LATIHAN → Temukan setiap baris pada data di bawah yang memuat kata "brown", lalu salin semua baris tersebut.

━━ INFORMASI YANG DIBERIKAN ━━

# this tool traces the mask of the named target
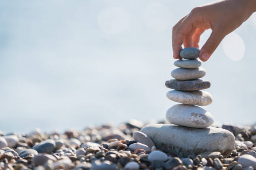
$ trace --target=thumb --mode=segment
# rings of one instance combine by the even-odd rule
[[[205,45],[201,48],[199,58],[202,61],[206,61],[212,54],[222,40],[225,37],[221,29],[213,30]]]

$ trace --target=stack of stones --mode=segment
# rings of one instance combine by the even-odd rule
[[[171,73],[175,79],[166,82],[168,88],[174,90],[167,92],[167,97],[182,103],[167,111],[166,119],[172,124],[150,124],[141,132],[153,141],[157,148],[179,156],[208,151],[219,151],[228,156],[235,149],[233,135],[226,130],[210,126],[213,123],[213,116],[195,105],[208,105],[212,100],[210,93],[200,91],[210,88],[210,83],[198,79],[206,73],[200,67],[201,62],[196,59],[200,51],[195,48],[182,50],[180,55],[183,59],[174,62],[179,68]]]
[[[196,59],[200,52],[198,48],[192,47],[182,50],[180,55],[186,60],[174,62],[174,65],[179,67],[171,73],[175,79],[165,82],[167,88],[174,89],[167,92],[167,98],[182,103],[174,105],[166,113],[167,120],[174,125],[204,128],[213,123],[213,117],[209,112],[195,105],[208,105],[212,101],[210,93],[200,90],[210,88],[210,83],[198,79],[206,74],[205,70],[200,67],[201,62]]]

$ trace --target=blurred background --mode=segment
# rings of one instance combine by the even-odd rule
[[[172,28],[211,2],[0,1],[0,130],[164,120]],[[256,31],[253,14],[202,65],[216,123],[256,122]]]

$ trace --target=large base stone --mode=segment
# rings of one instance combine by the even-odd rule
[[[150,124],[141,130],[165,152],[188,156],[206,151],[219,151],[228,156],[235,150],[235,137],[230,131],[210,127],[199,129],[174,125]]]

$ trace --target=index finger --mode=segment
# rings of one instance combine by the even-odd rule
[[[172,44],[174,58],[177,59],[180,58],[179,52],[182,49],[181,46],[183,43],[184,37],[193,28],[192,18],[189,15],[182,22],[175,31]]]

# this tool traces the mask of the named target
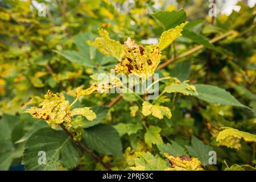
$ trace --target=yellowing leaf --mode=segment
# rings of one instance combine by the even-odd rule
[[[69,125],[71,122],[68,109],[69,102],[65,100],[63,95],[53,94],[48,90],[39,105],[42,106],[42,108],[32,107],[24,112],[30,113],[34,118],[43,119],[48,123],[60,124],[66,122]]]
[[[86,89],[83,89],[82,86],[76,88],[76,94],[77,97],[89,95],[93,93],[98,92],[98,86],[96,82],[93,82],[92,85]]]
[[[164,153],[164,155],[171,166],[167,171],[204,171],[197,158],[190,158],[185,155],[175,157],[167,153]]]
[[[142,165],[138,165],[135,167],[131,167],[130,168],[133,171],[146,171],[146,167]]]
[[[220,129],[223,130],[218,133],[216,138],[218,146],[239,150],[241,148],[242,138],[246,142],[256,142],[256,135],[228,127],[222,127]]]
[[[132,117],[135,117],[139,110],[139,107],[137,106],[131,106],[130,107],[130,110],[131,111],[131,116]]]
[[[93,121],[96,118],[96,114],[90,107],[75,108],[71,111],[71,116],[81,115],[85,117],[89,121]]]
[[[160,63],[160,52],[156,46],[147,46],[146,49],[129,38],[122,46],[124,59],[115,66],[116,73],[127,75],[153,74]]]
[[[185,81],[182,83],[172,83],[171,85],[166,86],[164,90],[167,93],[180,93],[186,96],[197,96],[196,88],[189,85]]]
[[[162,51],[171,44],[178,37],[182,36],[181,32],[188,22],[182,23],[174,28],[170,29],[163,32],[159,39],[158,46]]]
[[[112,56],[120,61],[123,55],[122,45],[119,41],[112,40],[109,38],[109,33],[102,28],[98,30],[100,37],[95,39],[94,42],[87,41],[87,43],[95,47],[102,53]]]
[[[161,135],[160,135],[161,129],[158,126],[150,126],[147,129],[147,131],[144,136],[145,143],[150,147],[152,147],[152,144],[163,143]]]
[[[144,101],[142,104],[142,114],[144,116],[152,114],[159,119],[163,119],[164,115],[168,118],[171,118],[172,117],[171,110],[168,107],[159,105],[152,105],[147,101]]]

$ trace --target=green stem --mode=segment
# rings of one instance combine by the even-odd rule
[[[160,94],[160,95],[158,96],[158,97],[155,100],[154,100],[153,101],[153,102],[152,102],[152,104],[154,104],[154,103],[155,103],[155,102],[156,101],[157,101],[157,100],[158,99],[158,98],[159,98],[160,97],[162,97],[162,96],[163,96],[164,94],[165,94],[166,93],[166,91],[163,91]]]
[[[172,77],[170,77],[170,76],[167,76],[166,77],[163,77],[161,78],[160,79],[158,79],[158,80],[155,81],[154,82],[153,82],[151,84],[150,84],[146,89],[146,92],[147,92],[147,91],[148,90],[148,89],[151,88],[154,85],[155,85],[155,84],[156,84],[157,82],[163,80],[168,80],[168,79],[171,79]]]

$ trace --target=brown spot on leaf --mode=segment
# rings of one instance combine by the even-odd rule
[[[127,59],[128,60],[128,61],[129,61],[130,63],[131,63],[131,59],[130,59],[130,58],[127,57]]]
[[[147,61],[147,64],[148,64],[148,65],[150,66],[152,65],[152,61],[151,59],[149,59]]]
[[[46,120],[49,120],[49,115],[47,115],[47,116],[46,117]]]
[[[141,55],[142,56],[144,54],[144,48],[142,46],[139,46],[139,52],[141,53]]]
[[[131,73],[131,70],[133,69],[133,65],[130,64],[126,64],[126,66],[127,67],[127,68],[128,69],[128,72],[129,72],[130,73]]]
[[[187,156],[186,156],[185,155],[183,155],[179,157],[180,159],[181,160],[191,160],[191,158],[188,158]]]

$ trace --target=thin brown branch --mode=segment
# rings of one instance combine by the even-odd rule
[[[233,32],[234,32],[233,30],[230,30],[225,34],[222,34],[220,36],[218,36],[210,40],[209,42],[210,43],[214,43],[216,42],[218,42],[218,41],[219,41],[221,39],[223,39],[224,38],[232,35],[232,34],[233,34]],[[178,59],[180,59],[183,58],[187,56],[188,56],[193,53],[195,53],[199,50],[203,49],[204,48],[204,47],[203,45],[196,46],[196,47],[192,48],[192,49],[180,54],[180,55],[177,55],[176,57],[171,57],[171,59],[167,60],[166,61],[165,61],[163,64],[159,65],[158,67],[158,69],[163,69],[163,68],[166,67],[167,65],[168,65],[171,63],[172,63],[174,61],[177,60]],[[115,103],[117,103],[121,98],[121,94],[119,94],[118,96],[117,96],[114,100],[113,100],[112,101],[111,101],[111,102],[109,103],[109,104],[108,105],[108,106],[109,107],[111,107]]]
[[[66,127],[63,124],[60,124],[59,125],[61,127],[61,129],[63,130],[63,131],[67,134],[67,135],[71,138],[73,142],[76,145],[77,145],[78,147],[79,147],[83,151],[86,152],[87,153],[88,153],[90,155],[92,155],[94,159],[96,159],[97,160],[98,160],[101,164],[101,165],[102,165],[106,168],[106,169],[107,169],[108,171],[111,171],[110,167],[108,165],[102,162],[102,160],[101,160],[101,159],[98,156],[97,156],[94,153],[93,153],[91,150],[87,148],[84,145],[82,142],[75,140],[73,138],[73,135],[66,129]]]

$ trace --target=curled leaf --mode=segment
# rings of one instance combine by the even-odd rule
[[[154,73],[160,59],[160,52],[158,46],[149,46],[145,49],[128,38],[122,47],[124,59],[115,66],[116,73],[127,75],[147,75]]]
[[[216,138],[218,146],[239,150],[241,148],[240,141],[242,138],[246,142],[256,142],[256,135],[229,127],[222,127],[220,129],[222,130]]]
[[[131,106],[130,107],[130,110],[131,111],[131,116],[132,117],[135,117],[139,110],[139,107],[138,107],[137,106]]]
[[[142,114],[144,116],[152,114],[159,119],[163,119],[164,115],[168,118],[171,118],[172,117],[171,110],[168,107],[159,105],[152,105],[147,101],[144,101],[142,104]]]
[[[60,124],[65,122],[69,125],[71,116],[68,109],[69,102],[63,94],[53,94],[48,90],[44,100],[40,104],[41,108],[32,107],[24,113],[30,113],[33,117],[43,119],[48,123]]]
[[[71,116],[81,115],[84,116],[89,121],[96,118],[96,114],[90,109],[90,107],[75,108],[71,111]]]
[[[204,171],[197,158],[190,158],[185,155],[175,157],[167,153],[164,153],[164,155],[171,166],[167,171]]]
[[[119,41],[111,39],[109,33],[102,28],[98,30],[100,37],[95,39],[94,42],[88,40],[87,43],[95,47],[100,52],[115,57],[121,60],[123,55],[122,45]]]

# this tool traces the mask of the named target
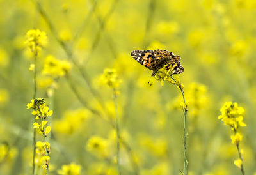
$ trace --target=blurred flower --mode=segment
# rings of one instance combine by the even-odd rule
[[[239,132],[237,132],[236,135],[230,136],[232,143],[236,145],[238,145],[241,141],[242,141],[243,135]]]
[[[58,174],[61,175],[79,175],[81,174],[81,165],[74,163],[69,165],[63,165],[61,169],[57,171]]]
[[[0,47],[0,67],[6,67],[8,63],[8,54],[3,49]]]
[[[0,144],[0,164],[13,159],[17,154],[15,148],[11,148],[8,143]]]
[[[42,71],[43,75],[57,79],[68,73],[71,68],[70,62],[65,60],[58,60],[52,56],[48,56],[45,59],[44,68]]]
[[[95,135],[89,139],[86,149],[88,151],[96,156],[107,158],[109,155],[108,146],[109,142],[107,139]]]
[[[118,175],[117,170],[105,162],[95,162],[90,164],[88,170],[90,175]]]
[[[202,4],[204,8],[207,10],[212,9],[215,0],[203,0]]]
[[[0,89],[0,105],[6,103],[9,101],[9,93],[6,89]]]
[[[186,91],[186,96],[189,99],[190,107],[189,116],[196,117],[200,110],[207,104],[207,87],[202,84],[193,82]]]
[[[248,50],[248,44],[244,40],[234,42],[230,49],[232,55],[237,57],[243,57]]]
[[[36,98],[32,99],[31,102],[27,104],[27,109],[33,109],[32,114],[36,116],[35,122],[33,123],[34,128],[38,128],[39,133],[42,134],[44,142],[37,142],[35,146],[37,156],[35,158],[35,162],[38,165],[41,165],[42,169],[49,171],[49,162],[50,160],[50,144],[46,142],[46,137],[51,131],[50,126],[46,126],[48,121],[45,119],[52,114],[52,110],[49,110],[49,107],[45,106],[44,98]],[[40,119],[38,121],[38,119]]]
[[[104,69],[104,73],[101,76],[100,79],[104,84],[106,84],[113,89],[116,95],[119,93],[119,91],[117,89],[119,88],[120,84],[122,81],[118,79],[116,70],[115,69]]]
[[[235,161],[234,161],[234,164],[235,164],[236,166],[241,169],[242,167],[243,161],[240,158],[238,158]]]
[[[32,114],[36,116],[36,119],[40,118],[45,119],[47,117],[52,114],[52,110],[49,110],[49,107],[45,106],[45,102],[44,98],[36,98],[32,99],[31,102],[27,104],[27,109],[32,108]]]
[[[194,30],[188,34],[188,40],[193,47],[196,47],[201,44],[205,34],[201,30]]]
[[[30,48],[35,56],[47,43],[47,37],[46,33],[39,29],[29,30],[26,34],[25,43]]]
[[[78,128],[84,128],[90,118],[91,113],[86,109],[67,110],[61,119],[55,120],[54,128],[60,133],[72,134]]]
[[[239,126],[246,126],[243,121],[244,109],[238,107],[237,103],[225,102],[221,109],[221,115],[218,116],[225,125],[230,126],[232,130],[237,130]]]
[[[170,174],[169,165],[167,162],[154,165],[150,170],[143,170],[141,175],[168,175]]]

━━━
━━ INFORMASI YANG DIBERIKAN ━━

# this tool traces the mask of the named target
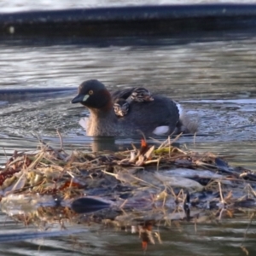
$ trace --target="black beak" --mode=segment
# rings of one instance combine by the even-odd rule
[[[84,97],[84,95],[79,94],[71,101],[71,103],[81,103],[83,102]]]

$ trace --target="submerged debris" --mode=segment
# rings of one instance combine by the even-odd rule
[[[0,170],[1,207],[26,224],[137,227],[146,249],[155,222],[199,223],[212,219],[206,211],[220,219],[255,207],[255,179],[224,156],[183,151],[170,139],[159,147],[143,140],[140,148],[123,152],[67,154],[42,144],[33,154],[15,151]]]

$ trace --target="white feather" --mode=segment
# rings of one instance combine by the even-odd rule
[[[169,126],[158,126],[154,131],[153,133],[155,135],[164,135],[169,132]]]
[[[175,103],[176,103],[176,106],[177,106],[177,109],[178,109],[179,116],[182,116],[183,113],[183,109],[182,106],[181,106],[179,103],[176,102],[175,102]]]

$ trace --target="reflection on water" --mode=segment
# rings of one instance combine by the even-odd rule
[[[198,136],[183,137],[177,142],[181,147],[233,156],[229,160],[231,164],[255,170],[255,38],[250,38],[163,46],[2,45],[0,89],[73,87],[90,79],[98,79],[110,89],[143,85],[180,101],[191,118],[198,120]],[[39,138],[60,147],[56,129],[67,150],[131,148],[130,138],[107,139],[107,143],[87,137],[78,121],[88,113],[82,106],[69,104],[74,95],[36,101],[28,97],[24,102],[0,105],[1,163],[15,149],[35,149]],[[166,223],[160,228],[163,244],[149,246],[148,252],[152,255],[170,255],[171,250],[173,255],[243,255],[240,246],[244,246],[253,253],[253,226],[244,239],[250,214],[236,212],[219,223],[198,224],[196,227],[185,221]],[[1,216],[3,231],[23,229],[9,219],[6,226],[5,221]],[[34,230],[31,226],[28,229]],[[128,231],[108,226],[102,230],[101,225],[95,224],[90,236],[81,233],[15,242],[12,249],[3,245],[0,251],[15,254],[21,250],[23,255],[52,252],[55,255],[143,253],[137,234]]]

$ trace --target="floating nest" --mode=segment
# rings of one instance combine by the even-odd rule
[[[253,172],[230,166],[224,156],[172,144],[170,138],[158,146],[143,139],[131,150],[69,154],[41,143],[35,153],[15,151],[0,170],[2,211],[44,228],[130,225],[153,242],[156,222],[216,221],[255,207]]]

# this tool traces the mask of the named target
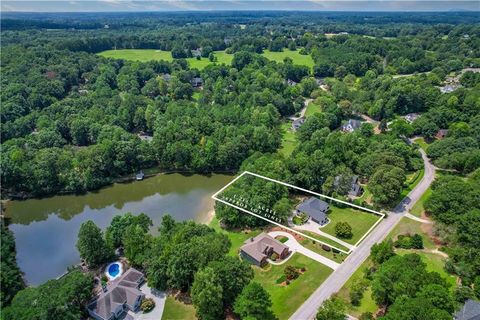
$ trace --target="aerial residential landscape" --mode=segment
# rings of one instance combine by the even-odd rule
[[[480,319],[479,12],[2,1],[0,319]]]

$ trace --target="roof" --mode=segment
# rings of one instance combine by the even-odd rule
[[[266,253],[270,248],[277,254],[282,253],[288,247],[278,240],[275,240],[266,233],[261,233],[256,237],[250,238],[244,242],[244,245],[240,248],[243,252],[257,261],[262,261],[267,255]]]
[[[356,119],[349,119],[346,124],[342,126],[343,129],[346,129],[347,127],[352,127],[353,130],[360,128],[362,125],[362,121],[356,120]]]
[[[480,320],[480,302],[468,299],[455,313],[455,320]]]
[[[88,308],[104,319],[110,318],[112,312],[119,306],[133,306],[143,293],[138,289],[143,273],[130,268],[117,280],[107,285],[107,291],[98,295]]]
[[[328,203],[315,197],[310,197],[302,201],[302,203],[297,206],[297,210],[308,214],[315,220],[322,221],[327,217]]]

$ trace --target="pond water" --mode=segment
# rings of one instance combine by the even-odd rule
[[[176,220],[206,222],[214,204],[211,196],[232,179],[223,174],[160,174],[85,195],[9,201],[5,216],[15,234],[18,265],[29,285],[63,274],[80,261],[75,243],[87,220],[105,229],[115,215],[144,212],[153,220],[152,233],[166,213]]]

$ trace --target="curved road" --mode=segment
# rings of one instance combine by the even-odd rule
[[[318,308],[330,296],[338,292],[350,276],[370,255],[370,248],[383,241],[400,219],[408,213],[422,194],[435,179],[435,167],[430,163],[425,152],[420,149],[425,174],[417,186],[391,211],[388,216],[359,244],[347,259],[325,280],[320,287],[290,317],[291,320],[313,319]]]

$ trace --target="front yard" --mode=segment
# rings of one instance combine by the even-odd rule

━━━
━━ INFORMASI YANG DIBERIKAN ━━

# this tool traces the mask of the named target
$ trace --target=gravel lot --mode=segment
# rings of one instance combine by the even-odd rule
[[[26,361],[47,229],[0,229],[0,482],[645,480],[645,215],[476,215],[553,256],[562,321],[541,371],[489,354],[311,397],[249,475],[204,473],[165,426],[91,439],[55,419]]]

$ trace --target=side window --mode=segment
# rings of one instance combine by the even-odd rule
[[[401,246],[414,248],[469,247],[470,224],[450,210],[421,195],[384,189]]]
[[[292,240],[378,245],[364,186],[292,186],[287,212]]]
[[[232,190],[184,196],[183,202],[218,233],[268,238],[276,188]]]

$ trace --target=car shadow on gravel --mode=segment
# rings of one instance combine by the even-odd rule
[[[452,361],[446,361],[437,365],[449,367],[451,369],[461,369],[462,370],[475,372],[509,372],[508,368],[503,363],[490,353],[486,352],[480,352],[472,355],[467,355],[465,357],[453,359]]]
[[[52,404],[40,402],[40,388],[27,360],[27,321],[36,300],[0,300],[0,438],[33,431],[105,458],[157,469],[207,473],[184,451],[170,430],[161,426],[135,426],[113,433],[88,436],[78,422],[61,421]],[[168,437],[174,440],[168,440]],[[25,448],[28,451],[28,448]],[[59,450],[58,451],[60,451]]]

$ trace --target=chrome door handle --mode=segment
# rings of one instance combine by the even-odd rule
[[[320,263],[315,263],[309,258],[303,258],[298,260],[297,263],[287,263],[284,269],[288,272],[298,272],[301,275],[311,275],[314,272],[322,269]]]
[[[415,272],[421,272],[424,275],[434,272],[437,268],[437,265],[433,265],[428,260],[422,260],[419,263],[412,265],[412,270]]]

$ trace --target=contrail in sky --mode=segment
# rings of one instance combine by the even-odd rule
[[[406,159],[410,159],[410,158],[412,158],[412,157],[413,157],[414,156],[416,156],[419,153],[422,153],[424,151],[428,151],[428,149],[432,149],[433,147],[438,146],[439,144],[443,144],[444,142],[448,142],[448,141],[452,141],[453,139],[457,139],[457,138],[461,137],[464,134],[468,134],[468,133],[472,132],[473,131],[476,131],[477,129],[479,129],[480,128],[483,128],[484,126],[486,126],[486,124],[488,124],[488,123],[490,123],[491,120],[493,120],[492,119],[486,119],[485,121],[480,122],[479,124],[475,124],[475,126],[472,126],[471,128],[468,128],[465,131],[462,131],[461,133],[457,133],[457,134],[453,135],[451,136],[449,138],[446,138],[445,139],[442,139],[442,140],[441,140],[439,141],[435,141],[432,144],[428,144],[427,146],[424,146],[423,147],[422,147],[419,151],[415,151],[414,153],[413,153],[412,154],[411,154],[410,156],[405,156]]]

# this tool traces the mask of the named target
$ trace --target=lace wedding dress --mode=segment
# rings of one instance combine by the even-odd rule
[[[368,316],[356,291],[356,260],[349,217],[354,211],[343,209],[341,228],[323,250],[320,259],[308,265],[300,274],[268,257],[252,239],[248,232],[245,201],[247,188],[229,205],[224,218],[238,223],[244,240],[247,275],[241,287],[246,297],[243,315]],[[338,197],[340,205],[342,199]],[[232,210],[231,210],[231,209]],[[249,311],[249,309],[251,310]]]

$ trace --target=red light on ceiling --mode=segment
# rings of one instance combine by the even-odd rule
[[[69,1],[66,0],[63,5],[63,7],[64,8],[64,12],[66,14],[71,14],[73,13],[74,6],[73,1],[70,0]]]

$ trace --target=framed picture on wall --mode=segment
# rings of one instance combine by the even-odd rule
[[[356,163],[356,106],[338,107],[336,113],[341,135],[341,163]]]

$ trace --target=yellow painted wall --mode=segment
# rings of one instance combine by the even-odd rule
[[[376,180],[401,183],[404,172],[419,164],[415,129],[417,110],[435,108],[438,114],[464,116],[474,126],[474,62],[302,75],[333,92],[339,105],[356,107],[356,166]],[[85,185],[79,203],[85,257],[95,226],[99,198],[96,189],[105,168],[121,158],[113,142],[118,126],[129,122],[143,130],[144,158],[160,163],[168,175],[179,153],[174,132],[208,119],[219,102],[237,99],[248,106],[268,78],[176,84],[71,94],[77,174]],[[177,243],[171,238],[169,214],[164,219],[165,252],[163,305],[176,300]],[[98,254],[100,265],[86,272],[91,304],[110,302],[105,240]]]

━━━

PENYELESAIAN SOAL →
$ trace --target=brown spot on leaf --mode=segment
$ trace --target=thin brown branch --mode=segment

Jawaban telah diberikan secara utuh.